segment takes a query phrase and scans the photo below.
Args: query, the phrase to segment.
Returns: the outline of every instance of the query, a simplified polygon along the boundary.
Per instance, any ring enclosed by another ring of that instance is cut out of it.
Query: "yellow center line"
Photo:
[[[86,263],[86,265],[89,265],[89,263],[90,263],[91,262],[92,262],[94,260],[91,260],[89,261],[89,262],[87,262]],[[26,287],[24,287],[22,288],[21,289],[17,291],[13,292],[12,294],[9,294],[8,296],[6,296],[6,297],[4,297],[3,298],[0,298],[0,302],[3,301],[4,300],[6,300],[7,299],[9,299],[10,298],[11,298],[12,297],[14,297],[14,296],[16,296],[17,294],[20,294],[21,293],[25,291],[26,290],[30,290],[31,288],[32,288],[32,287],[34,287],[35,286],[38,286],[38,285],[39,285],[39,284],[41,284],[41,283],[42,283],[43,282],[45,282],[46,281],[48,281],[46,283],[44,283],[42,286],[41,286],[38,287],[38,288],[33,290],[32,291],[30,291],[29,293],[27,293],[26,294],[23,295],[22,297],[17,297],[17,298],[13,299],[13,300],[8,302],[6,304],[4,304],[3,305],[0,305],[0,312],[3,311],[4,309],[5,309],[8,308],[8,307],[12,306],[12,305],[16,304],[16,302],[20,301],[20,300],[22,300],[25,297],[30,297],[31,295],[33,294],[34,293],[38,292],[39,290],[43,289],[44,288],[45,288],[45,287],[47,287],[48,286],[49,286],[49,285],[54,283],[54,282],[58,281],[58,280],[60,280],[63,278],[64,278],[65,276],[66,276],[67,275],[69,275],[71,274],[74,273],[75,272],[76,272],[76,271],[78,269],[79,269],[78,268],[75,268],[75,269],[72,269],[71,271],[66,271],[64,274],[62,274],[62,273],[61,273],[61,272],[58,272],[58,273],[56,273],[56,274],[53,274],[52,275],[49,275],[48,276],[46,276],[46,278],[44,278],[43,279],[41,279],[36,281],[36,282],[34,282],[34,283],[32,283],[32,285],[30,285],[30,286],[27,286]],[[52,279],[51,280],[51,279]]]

========================================

EXERCISE DETAILS
Go through the listing and print each line exactly as it appears.

WORKED SOLUTION
segment takes a query phrase and scans the photo below.
Args: query, the phrase to segment.
Returns: the outline of every instance of the query, a simplified polygon along the boundary.
Per instance, any ring enclosed by another ring of that instance is cut out of it.
Query: "yellow center line"
Photo:
[[[86,263],[86,265],[89,265],[89,263],[90,263],[91,262],[92,262],[94,260],[91,260],[89,261],[89,262],[87,262]],[[26,287],[24,287],[22,288],[21,289],[17,291],[13,292],[12,294],[9,294],[8,296],[6,296],[6,297],[4,297],[3,298],[0,298],[0,302],[3,301],[4,300],[6,300],[7,299],[9,299],[10,298],[11,298],[12,297],[14,297],[14,296],[16,296],[17,294],[20,294],[21,293],[25,291],[26,290],[30,290],[31,288],[32,288],[32,287],[34,287],[35,286],[38,286],[38,285],[39,285],[39,284],[41,284],[41,283],[42,283],[43,282],[45,282],[46,281],[48,281],[46,283],[44,283],[42,286],[41,286],[38,287],[38,288],[33,290],[32,291],[30,291],[29,293],[27,293],[26,294],[23,295],[22,297],[17,297],[17,298],[13,299],[13,300],[8,302],[6,304],[4,304],[3,305],[0,305],[0,312],[3,311],[4,309],[5,309],[8,308],[8,307],[12,306],[12,305],[16,304],[16,302],[20,301],[20,300],[22,300],[25,297],[30,297],[31,295],[33,294],[34,293],[38,292],[39,290],[43,289],[44,288],[45,288],[45,287],[47,287],[48,286],[49,286],[49,285],[54,283],[54,282],[58,281],[58,280],[60,280],[63,278],[64,278],[65,276],[66,276],[67,275],[69,275],[71,274],[74,273],[75,272],[76,272],[76,271],[78,269],[79,269],[78,268],[75,268],[75,269],[72,269],[71,271],[66,271],[64,274],[62,274],[62,273],[61,273],[61,272],[58,272],[58,273],[56,273],[56,274],[53,274],[52,275],[49,275],[48,276],[46,276],[46,278],[44,278],[43,279],[41,279],[36,281],[36,282],[34,282],[34,283],[32,283],[32,285],[30,285],[30,286],[27,286]],[[52,279],[51,280],[51,279]]]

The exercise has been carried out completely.